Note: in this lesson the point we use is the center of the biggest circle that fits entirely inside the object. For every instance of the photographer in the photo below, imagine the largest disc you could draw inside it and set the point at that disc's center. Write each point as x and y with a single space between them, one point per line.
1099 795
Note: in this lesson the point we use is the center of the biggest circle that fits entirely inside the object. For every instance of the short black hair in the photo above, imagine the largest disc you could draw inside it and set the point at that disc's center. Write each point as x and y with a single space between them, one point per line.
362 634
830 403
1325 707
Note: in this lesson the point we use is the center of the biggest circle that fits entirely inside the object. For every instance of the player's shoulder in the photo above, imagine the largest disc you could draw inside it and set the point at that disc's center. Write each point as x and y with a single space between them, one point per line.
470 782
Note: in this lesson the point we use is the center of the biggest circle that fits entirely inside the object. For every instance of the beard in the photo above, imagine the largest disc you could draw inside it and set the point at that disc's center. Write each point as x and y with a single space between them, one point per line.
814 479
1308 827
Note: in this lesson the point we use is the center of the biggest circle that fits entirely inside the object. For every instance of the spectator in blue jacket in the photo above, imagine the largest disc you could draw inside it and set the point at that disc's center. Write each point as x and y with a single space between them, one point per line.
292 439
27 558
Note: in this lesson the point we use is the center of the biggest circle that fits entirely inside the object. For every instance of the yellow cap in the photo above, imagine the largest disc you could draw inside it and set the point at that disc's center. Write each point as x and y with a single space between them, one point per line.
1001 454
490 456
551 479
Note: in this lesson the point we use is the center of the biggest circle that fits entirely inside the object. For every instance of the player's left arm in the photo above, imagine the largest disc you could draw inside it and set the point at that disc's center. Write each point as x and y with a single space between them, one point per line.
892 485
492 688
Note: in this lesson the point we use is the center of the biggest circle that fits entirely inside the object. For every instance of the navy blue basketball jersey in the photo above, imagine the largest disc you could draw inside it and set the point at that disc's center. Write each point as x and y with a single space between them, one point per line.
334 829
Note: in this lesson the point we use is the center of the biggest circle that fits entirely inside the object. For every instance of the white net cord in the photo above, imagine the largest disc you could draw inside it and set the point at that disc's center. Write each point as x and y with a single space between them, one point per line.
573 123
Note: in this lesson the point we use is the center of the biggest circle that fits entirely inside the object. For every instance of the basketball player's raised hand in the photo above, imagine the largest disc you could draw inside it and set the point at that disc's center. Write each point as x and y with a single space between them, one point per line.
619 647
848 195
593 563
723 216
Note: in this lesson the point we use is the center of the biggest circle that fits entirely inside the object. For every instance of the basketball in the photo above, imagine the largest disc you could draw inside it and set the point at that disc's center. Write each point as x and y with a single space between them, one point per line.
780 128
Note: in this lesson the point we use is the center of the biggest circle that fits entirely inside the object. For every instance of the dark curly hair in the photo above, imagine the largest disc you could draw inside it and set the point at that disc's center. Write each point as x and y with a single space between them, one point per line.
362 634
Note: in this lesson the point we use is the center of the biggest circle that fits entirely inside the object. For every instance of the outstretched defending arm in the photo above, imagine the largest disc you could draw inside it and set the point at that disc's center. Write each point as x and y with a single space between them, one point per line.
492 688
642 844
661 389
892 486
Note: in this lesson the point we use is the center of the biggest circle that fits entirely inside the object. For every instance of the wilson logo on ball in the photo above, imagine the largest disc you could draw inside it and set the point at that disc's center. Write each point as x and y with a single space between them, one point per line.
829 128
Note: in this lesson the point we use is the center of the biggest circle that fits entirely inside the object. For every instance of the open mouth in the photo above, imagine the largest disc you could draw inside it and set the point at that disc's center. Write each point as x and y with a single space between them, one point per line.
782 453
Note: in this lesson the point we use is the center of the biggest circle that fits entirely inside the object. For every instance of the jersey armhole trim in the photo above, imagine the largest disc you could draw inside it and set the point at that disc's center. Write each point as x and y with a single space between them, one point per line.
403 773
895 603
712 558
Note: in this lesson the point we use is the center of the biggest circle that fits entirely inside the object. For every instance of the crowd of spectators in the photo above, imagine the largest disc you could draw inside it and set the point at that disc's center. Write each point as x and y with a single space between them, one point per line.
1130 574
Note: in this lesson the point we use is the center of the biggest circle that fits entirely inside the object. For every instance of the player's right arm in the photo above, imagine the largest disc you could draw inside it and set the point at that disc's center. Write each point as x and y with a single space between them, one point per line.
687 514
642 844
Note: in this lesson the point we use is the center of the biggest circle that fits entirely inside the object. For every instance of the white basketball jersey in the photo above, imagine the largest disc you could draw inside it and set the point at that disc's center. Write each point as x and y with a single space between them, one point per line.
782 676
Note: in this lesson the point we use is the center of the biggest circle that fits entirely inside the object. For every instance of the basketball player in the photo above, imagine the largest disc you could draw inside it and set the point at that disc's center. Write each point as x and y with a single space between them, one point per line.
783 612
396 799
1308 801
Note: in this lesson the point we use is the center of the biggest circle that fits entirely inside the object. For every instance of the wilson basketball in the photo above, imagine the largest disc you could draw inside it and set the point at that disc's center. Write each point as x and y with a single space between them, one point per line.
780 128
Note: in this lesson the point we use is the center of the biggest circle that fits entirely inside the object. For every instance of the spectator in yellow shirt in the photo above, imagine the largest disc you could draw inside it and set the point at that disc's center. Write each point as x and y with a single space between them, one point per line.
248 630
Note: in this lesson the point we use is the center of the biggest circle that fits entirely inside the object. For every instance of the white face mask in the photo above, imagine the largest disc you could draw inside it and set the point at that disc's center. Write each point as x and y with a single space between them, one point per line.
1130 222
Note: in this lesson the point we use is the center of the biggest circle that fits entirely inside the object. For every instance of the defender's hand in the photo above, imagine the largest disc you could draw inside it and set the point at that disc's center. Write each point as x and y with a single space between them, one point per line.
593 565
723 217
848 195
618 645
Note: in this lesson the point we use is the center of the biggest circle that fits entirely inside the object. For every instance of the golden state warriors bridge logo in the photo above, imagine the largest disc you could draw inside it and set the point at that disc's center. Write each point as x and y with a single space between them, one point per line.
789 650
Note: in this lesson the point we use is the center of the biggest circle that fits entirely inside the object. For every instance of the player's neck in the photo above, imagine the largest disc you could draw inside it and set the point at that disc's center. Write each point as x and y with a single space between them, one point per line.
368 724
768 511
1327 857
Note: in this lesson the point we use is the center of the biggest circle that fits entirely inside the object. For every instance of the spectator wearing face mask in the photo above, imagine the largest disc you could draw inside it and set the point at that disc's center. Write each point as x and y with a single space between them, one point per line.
######
• _WHAT YOU SHOULD DO_
Please return every entry exactly as it appears.

• _SOLUTION TO THIS PROBLEM_
Note: in this lesson the point we use is the center of the biggest circle that fits entirely inside the object. For every instance of the photographer in the photo below, imagine the largest disc you could draw inside it and set the point at that disc's center. Write each point as x and y with a single space between them, one point per line.
1099 795
Note: in this lesson the point we use is the center of the biggest circle that fits entirely inside the object. For every instance of the short black hair in the photo above, imagine the largest disc you could draw inside it and set the point at that disc's center. Write each point as x and y with a single space between them, one point per line.
362 634
830 403
1325 707
Note: in this lesson the point we use is the center of the biggest circle that fits entirely inside the object. For every instance of the player's shoulder in the photo above, imagine the largest disc you could draw inside it and set the point at that disc's center. Write each point as x and y with a single space between them, one point per line.
470 782
Note: in this lesson the point we use is the center of the biggest circle that fits entirely inside the object. For every instance of the beard in the photo above, imagine the largest disc you could draw inside it and set the point at that disc's center. Write each point as x and y with a single space between them, one point per line.
814 479
1308 827
Note: in this lesson the point we use is the center of the biggest circle that fits entirely inside the object. For every instance of the spectator in blue jacket in the photo above, imagine the largest disc you could draw inside it and set the point at that disc's center. Write each point as x and y with a single space between them, one point per line.
292 439
27 558
Note: in this lesson the point we use is the center of the biggest circle that fits entirely inside the object. For every instance of the yellow cap in the photo above, imagine the largest disc you could draw inside it and set the point at that disc's center. Write each point as x and y with a single space between them, one point per line.
1001 454
490 456
551 479
Note: in this lesson the point we use is the center of the biggest circle that fits entirely inside the object. For every instance of the player's left arm in the photo above, imagine the largest disc you could draw inside it and set the point at that disc's center. Write each point as x and y with a single space between them, one point per line.
892 485
492 688
Note: in this lesson the point we use is the center of the biggest circle that fits entirely inside the object. For every instance of the navy blue basketball jersey in the photo above, imagine the largest disc you could draw inside it and set the point at that disc's center. Write each point as x and y with a single space between them, one point per line.
334 829
Note: in this lesson the point we use is the center of the biggest circle that fits entirely inside the object. For every instance of the white net cord in the photo above, imagine the largest disc you could draw inside it and set the point at that disc's center. Write each point as x and y with a single space between them, one point per line.
573 123
Note: in this lesson the point we use is the center of the biggest circle that fits entirely inside the object. For every instance of the basketball player's raised hand in the photo above, imagine the largest disc you could draw inside it and set the point at that disc's center. Write each point as x and y with a single space between them, one point per line.
619 647
848 195
593 563
723 216
Note: in this lesson the point we use is the center of the biggest circle that fits entirely inside the object. For every instance of the basketball in the photo above, imagine the largest disc you could draw inside it and set the point at that disc's center. Write each point as x and y with a single space between them, one point per line.
780 128
Note: in this lesson the point we use is the center of the biggest circle that fits entirely inside the object. For every instance of the dark curly hair in the photo above, imagine the largest disc you could draw inside it and set the point at that disc's center. Write each point as x and y with a single space between them, one point per line.
362 634
Note: in this lesson the point we use is the center of the biggest circle that fits entirely inside the object. For every instance of the outstretched defending arm in the photo above, imagine the largest disc you could draw inside it and set the point at that disc's center. Write each point as x and y with a single space between them, one point per line.
492 688
642 844
661 389
892 486
Note: in this lesson the point we use is the center of the biggest circle that fits entirely inside the object. For every instance of the wilson logo on ball in the photo above, imagine the largest disc you could draw inside it and set the point at that disc's center. Write each point as x and y with a single space between them, one point per line.
829 128
Note: in this lesson the point we use is the center of the biggest circle that fits entirely inside the object. For every instance of the open mouth in the photo above, imagine the largest disc you could draw inside it and set the point at that disc's center. Write each point as x and y with a single space between them, one point per line.
782 453
Note: in this lesson the point we use is the center of the biggest circle that fits entirely inside the object. For every instance of the jersey armhole trim in the photo above, imagine the largest disc you could draw inside it and set the point at that disc's center. Write each point as x and y with a single space between them, one point per line.
403 773
895 603
712 558
Note: in this lesson the point we use is the center of the biggest circle that fits entirely inside the object. For every instance of the crowd of spectators in the photo above, imagine the largest disc you could draw inside it and set the point at that disc's center. Write each point as x and y with a single space between them, one point per line.
1130 574
Note: in this lesson the point we use is the center of the biggest circle that fits entirely inside the object. For every instance of the player's right arm in the photo above, imagine the largest disc you could draw inside it and set the point at that disc's center. Write each point as x and y with a single space between them, one point per line.
687 514
642 844
Note: in this lesson the point we use is the center of the biggest circle that fits entirely inside the object. For every instance of the white basketball jersey in the photo above, imagine the largest disc you could draw inside it and set the point at that disc's center. Write each point as x and y with a single space between them, one point per line.
782 676
Note: in this lesson the point we use is the center of the biggest circle that fits entirely inside the object. For every instance of the basketball player in the photo above, imagine the largest disc you could draw inside it and set the point at that disc's center. Write each point as x and y with a single space between them, one point per line.
783 612
396 799
1308 801
Note: in this lesson the point we use is the center of the biggest circle that fits entirely inside the object. For every instance of the wilson basketball in the photo above, imagine the largest disc you could draw inside it and set the point at that disc's center. Write each point as x and y with a single space between them, one point per line.
780 128
Note: in this lesson the point we use is the center of the biggest circle that fits entirely inside the object. For every instance of the spectator in yellow shirt in the photo above, imagine the largest disc you could draw inside it and set the point at that disc's center. Write each point as x and y with a single space between them, one point per line.
248 630
Note: in this lesson the point we use is the center of the biggest circle that fits entirely inside the object. For every instance of the white face mask in the photo above, imagine the largest disc you could draw inside it and set the point at that disc's center. Write each point as x and y with a single space between them, one point per line.
1130 222
Note: in this lesson the point we use is the center of the biggest circle that fits entirely inside the object. For every instance of the defender's hand in the photo above, imagine the largest disc you could draw inside it and set the point at that disc's center. Write each point as x and y with a single space between them, one point per line.
593 565
723 217
848 195
618 645
Note: in this lesson the point we use is the center of the biggest circle that fits entirely inside the object. For every instance of the golden state warriors bridge logo in the photo above, imagine the largest disc you could draw inside it and set the point at that disc's center. Write each point as x and y with a single space between them, one point per line.
789 650
Note: in this lesson the point we use is the center of the biggest circle that fits entirely inside the object. For every instance of the player's neck in the photo above, imagine the largest disc you could draw inside it and set the point at that disc's center. Write each point as x and y with a single space between them, one point per line.
368 724
768 511
1327 857
Note: in this lesson the point we use is the center of the biggest circle that fits entirely inside the object. For every instance of the spectator wearing face mask in the photo above, imagine the largest disc you could draw inside it and set the point at that disc's center. Write each point as x and y with a single space between them, one point per line.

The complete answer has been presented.